- [AIM OF THE EXERCISE] Print the entries below in their entirety, exactly as they are written.

- [MATERIAL]
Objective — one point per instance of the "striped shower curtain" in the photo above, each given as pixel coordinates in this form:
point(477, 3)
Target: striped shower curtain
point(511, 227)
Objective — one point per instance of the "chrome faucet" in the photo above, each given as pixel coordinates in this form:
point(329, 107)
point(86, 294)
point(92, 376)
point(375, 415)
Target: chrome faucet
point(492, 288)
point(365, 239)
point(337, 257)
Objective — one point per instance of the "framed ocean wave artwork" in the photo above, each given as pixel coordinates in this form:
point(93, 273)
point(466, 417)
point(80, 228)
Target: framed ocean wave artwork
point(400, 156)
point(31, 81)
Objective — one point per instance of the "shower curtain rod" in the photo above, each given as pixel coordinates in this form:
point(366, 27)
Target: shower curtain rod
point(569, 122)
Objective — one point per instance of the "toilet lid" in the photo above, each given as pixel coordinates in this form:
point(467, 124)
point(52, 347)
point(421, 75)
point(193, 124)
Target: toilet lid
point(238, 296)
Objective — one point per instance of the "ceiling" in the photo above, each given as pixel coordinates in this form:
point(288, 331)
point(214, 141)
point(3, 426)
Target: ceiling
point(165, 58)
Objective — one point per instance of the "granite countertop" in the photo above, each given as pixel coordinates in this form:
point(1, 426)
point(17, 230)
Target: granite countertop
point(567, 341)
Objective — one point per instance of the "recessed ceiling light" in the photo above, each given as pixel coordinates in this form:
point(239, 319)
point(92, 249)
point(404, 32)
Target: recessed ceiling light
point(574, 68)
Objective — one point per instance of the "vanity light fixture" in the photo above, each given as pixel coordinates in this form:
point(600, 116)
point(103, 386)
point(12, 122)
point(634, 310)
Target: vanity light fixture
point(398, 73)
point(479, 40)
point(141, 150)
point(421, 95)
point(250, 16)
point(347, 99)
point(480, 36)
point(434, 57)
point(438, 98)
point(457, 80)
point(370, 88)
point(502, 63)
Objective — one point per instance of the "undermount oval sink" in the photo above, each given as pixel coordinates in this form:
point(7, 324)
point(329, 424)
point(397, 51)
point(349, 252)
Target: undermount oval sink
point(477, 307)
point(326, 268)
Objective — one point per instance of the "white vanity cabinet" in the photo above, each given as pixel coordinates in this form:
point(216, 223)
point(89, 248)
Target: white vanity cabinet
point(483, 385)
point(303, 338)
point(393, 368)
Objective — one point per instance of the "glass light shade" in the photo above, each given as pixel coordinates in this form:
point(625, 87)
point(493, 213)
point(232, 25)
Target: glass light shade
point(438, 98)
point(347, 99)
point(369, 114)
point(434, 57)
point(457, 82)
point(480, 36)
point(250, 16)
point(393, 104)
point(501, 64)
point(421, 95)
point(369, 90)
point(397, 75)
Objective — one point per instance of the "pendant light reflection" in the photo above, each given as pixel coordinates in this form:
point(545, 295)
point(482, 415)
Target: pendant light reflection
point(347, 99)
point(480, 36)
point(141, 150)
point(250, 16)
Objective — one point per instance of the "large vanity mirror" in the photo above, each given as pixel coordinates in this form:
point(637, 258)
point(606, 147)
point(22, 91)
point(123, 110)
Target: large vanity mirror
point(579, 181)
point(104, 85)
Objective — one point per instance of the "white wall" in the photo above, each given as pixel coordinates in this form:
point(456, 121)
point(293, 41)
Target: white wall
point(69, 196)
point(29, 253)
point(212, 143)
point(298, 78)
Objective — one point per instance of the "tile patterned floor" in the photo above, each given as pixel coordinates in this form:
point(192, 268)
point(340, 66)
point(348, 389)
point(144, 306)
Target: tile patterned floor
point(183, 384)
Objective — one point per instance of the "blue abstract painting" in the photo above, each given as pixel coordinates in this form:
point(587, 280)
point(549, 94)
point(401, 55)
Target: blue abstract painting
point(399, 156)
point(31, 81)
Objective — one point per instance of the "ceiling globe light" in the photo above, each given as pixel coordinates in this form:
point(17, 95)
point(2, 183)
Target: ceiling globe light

- [WRITTEN RESPONSE]
Objective — one point per instance of the "striped shower curtain" in the photo above, each given as pixel coordinates in this form:
point(477, 3)
Target: striped shower curtain
point(511, 227)
Objective — one point per instance of the "chrome faucet" in the photo above, each given as pixel coordinates in this form:
point(329, 107)
point(86, 294)
point(92, 376)
point(375, 415)
Target: chrome faucet
point(492, 288)
point(365, 239)
point(337, 257)
Objective — one point per instance of the "framed ocean wave artwork" in the photo above, each given as pixel coordinates in this form:
point(93, 273)
point(466, 417)
point(80, 228)
Target: framed ocean wave artwork
point(400, 156)
point(31, 81)
Objective — one point per instance of the "shower curtain rod" in the photo above, each given as pixel coordinates in this form:
point(366, 27)
Target: shower curtain rod
point(569, 122)
Objective — one point per instance of the "toilet lid" in the photo above, each given as pixel coordinates in this form:
point(467, 124)
point(52, 347)
point(421, 75)
point(193, 124)
Target: toilet lid
point(238, 296)
Objective — one point per instance of the "ceiling" in the photo above, each given as pixel coordinates in this form:
point(288, 331)
point(214, 141)
point(3, 426)
Target: ceiling
point(165, 58)
Objective — one point per instance of the "granite countertop" in the photo above, each given as pixel coordinates in this form:
point(1, 426)
point(17, 230)
Target: granite countertop
point(567, 341)
Objective — one point per instance of the "recessed ceiling light" in the photo above, each given as pixel coordinates in this form:
point(239, 319)
point(92, 249)
point(404, 32)
Target: recessed ceiling light
point(574, 68)
Objective — one point per instance of the "vanity light fixture" in the photo above, each given as pixel coordinates in this form:
point(600, 116)
point(103, 386)
point(12, 122)
point(634, 310)
Target: vanity light fixture
point(398, 73)
point(479, 40)
point(141, 150)
point(421, 95)
point(250, 16)
point(347, 99)
point(480, 36)
point(434, 57)
point(438, 98)
point(457, 80)
point(370, 88)
point(502, 63)
Objective — one point per instance of the "undermount oval sink" in the photo above, each given as pixel coordinates in this form:
point(7, 324)
point(329, 424)
point(397, 51)
point(349, 252)
Target: undermount oval sink
point(477, 307)
point(326, 268)
Objective — one point per instance of the "white vanity cabinet" in the photo above, each given as pixel coordinates in this form:
point(216, 223)
point(89, 248)
Target: white vanity cabinet
point(483, 385)
point(303, 338)
point(393, 368)
Objective — one point per instance of the "glass light shade" in the photo above, each given as pixel coordinates in this form:
point(625, 87)
point(493, 213)
point(232, 25)
Target: glass light shade
point(438, 98)
point(347, 99)
point(369, 114)
point(434, 57)
point(457, 82)
point(480, 36)
point(250, 16)
point(393, 104)
point(501, 64)
point(421, 95)
point(369, 90)
point(397, 75)
Objective — one point per instance of the "pendant light reflection" in the photo above, each given as pixel coordinates in this form:
point(545, 295)
point(482, 415)
Target: pendant light reflection
point(347, 99)
point(480, 36)
point(141, 150)
point(250, 16)
Objective — one point per instance of the "large vanity mirror" in the photo above, each given as pixel coordinates in this form:
point(637, 258)
point(606, 147)
point(22, 91)
point(123, 110)
Target: large vanity mirror
point(579, 181)
point(104, 85)
Objective — one point per instance of the "white wall" in the photo above, each given as pixel coordinates in this form:
point(456, 121)
point(293, 41)
Target: white wall
point(69, 196)
point(29, 253)
point(212, 143)
point(298, 78)
Objective — one point per instance of the "tile patterned floor" in the photo above, each given as pixel coordinates in this form:
point(192, 268)
point(340, 66)
point(348, 389)
point(144, 306)
Target: tile patterned floor
point(183, 384)
Objective — one point per instance of the "blue abstract painting" in the photo above, each given as pixel coordinates in this form:
point(587, 280)
point(549, 94)
point(401, 55)
Target: blue abstract painting
point(399, 156)
point(31, 81)
Objective — one point per instance of the "ceiling globe light" in the photo above, each given as pixel coordinates in this form:
point(17, 95)
point(2, 183)
Target: ceiling globe light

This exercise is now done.